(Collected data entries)
···

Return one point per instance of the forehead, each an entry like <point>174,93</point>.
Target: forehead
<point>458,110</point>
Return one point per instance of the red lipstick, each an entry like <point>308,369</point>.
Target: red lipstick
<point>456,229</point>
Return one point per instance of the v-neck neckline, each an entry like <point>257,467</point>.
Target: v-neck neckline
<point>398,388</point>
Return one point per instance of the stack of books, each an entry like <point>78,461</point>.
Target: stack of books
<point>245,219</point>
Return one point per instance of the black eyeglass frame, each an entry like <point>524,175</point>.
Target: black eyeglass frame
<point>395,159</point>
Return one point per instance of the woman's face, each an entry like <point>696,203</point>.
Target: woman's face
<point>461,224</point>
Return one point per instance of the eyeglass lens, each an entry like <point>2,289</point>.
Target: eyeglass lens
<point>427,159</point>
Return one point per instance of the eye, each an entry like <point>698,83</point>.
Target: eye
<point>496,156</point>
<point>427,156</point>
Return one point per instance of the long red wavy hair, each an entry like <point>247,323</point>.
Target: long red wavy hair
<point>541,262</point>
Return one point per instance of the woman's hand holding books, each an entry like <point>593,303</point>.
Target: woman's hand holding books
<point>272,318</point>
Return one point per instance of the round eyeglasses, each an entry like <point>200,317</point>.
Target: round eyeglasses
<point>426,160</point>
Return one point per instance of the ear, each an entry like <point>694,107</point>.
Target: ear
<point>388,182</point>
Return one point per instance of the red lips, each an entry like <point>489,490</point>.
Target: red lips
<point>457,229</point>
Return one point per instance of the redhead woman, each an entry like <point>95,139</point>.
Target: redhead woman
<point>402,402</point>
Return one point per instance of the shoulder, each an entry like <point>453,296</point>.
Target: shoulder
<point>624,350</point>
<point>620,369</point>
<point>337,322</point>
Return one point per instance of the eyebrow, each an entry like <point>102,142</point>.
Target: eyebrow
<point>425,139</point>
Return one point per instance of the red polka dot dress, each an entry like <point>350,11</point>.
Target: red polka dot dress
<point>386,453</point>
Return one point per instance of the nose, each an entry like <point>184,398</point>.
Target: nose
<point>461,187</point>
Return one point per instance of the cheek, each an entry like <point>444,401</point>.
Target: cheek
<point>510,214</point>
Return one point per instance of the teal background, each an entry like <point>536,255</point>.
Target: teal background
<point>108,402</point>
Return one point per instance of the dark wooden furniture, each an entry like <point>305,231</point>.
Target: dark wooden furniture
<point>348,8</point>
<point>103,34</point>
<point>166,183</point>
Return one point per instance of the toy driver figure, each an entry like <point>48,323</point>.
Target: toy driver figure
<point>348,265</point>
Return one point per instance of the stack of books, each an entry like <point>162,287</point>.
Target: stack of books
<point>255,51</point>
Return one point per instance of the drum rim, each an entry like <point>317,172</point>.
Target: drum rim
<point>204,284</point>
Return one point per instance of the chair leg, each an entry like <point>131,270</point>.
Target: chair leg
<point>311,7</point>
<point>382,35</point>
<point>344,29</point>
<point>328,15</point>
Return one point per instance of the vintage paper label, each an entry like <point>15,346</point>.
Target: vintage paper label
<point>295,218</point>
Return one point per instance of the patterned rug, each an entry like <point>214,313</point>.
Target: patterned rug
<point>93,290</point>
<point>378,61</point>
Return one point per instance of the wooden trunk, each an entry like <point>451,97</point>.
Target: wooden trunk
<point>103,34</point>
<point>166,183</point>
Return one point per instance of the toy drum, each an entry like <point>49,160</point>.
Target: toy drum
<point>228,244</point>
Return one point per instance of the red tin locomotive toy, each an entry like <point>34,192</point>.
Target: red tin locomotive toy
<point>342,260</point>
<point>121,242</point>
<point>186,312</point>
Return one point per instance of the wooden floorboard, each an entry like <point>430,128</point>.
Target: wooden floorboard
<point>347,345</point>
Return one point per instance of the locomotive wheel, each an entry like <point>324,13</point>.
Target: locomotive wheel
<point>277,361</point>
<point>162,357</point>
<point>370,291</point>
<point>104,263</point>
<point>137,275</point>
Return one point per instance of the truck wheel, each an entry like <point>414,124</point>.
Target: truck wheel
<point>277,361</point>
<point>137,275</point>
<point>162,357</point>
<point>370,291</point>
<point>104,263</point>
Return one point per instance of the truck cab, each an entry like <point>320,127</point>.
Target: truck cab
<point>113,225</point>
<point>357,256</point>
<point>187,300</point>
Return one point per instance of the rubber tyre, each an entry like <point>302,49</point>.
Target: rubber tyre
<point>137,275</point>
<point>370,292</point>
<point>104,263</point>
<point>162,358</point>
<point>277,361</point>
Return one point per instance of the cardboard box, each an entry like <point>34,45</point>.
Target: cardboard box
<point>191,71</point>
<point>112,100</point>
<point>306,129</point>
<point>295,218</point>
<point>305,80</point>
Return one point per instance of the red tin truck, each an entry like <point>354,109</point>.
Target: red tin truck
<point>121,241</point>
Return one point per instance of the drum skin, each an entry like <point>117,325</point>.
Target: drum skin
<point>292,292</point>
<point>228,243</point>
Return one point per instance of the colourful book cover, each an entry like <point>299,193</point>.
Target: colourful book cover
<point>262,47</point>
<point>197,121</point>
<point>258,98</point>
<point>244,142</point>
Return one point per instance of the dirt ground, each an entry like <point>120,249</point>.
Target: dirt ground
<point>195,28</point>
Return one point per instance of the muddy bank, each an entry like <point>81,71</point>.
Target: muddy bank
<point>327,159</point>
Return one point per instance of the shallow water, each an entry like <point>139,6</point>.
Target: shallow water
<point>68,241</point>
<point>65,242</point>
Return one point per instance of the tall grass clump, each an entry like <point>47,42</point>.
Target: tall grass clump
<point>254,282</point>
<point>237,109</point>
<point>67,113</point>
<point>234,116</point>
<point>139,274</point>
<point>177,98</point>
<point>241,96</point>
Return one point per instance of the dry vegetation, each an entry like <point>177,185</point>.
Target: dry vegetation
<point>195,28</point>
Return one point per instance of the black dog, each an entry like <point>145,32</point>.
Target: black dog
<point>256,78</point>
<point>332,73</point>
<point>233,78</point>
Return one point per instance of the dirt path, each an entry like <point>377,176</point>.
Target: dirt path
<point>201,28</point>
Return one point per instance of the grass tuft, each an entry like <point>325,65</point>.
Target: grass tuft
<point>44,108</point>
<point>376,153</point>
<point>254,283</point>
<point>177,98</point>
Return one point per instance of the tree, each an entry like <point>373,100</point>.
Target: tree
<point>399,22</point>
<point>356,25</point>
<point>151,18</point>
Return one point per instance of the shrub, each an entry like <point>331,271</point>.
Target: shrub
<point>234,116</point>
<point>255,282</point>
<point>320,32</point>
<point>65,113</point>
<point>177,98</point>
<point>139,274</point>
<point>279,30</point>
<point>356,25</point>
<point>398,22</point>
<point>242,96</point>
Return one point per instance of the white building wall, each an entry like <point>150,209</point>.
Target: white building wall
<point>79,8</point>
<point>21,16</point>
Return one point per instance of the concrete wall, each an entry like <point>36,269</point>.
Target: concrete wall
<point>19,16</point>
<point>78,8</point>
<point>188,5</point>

···

Task prompt:
Every record should be retyped so that it matches the original exactly.

Result for this exercise:
Return one point per instance of the forehead, each an entry like <point>174,93</point>.
Target: forehead
<point>458,110</point>
Return one point per instance of the red lipstick, each an entry like <point>308,369</point>.
Target: red lipstick
<point>456,229</point>
Return one point per instance of the v-neck neckline, each an entry like <point>257,467</point>.
Target: v-neck neckline
<point>398,388</point>
Return one point per instance of the stack of books, each an entry like <point>78,461</point>.
Target: stack of books
<point>245,219</point>
Return one point per instance of the black eyeglass frame, each an entry like <point>524,175</point>.
Target: black eyeglass frame
<point>395,159</point>
Return one point per instance of the woman's face, each an entry like <point>696,203</point>.
Target: woman's face
<point>461,224</point>
Return one point per instance of the eyeglass lens, each an entry like <point>2,289</point>.
Target: eyeglass lens
<point>427,159</point>
Return one point per instance of the eye, each an entry like <point>698,83</point>.
Target: eye
<point>496,156</point>
<point>427,156</point>
Return one point per instance of the long red wavy hair, each an entry like <point>247,323</point>.
Target: long red wavy hair
<point>541,262</point>
Return one point per instance of the woman's hand holding books, each an entry like <point>593,303</point>.
Target: woman's hand holding books
<point>272,318</point>
Return one point per instance of the round eyeglasses, each an entry like <point>200,317</point>.
Target: round eyeglasses
<point>426,160</point>
Return one point per instance of the ear, each an entry like <point>694,107</point>.
Target: ear
<point>388,182</point>
Return one point per instance of the red lips, each an entry like <point>489,490</point>.
Target: red lips
<point>457,229</point>
Return one point per instance of the redhead woman, each an entry like <point>95,139</point>.
Target: redhead woman
<point>402,402</point>
Return one point per instance of the shoulder, each an entry like <point>453,296</point>.
Target: shoulder
<point>624,350</point>
<point>620,369</point>
<point>337,322</point>
Return one point per instance of the eyebrow, each an entry like <point>102,142</point>.
Target: eyebrow
<point>425,139</point>
Return one point per instance of the red polka dot dress, each an entry like <point>350,11</point>.
Target: red polka dot dress
<point>386,453</point>
Return one point per instance of the nose, each an entry like <point>184,398</point>.
Target: nose
<point>461,187</point>
Return one point per instance of the cheek, each an entry like <point>444,401</point>.
Target: cheek
<point>510,214</point>
Return one point per instance of the teal background, each an entry like <point>536,255</point>.
Target: teal background
<point>108,402</point>
Return one point per instance of the dark wooden furniture, each an entry like <point>305,231</point>.
Target: dark wooden furniture
<point>348,8</point>
<point>103,34</point>
<point>166,183</point>
Return one point per instance of the toy driver figure, each an entry like <point>48,323</point>.
Target: toy driver figure
<point>348,265</point>
Return one point per instance of the stack of books, each an entry like <point>162,287</point>.
Target: stack of books
<point>255,51</point>
Return one point per instance of the drum rim, each an entry like <point>317,172</point>.
Target: drum rim
<point>204,284</point>
Return one point per instance of the chair leg, each an entry like <point>131,270</point>.
Target: chair leg
<point>311,7</point>
<point>382,35</point>
<point>344,29</point>
<point>328,15</point>
Return one point per instance of the vintage paper label, each an entry like <point>15,346</point>.
Target: vintage paper label
<point>295,218</point>
Return one point per instance of the patterned rug, each an entry like <point>214,313</point>.
Target: patterned rug
<point>93,290</point>
<point>378,61</point>
Return one point per instance of the wooden trunk, each an entry like <point>451,97</point>.
Target: wooden trunk
<point>103,34</point>
<point>166,183</point>
Return one point per instance of the toy drum, each an entry like <point>49,160</point>.
Target: toy drum
<point>228,244</point>
Return one point per instance of the red tin locomotive toy, each an entry like <point>34,192</point>.
Target: red tin locomotive toy
<point>342,260</point>
<point>121,242</point>
<point>186,312</point>
Return one point per instance of the wooden floorboard, each an entry like <point>430,128</point>.
Target: wooden floorboard
<point>347,345</point>
Return one point per instance of the locomotive wheel, each an entry like <point>324,13</point>.
Target: locomotive wheel
<point>277,361</point>
<point>162,357</point>
<point>370,291</point>
<point>104,263</point>
<point>137,275</point>
Return one point per instance of the truck wheel, each an entry like <point>414,124</point>.
Target: truck wheel
<point>277,361</point>
<point>137,275</point>
<point>162,357</point>
<point>370,291</point>
<point>104,263</point>
Return one point per instance of the truck cab, each an entry like <point>320,127</point>.
Target: truck cab
<point>113,225</point>
<point>357,256</point>
<point>187,300</point>
Return one point per instance of the rubber tyre, each an entry like <point>302,49</point>.
Target: rubber tyre
<point>137,275</point>
<point>370,292</point>
<point>104,263</point>
<point>162,358</point>
<point>277,361</point>
Return one point per instance of the cardboard box, each an entry like <point>34,45</point>.
Target: cardboard box
<point>191,71</point>
<point>112,100</point>
<point>306,129</point>
<point>295,218</point>
<point>305,80</point>
Return one point per instance of the red tin truck, each an entry like <point>354,109</point>.
Target: red tin truck
<point>121,241</point>
Return one point per instance of the drum skin, each an entry like <point>117,325</point>.
Target: drum skin
<point>292,292</point>
<point>228,243</point>
Return one point per instance of the colourful book cover, each an entry like <point>299,193</point>.
Target: colourful book cover
<point>262,47</point>
<point>197,121</point>
<point>258,98</point>
<point>244,142</point>
Return one point per instance of the dirt ground, each an entry like <point>120,249</point>.
Target: dirt ground
<point>195,28</point>
Return one point per instance of the muddy bank, each an entry like <point>81,71</point>.
Target: muddy bank
<point>327,159</point>
Return one point per instance of the shallow water, each an entry like <point>139,6</point>.
Target: shallow water
<point>68,241</point>
<point>65,242</point>
Return one point per instance of the tall grass clump, each an entry like <point>47,42</point>.
Target: tall grass clump
<point>254,282</point>
<point>237,109</point>
<point>67,113</point>
<point>234,116</point>
<point>139,274</point>
<point>177,98</point>
<point>241,96</point>
Return one point per instance of the dry vegetation, each an entry like <point>177,185</point>.
Target: dry vegetation
<point>195,28</point>
Return one point per instance of the black dog, each an entry like <point>145,32</point>.
Target: black dog
<point>256,78</point>
<point>332,73</point>
<point>233,78</point>
Return one point per instance of the dirt path, each an entry like <point>377,176</point>.
Target: dirt path
<point>201,28</point>
Return one point per instance of the grass tuft, each an entry like <point>325,65</point>.
Target: grass tuft
<point>44,108</point>
<point>376,153</point>
<point>254,283</point>
<point>177,98</point>
Return one point per instance of the tree, each an entry like <point>373,100</point>.
Target: tree
<point>399,22</point>
<point>356,25</point>
<point>151,18</point>
Return one point per instance of the shrub, each an entry like <point>331,271</point>.
Target: shrub
<point>234,116</point>
<point>255,282</point>
<point>320,32</point>
<point>65,113</point>
<point>177,98</point>
<point>139,274</point>
<point>279,30</point>
<point>356,25</point>
<point>398,22</point>
<point>242,96</point>
Return one point per instance of the white building wall, each an entry like <point>150,209</point>.
Target: white building wall
<point>79,8</point>
<point>21,16</point>
Return one point per instance of the concrete wall, each an entry like <point>36,269</point>.
Target: concrete wall
<point>19,16</point>
<point>78,8</point>
<point>188,5</point>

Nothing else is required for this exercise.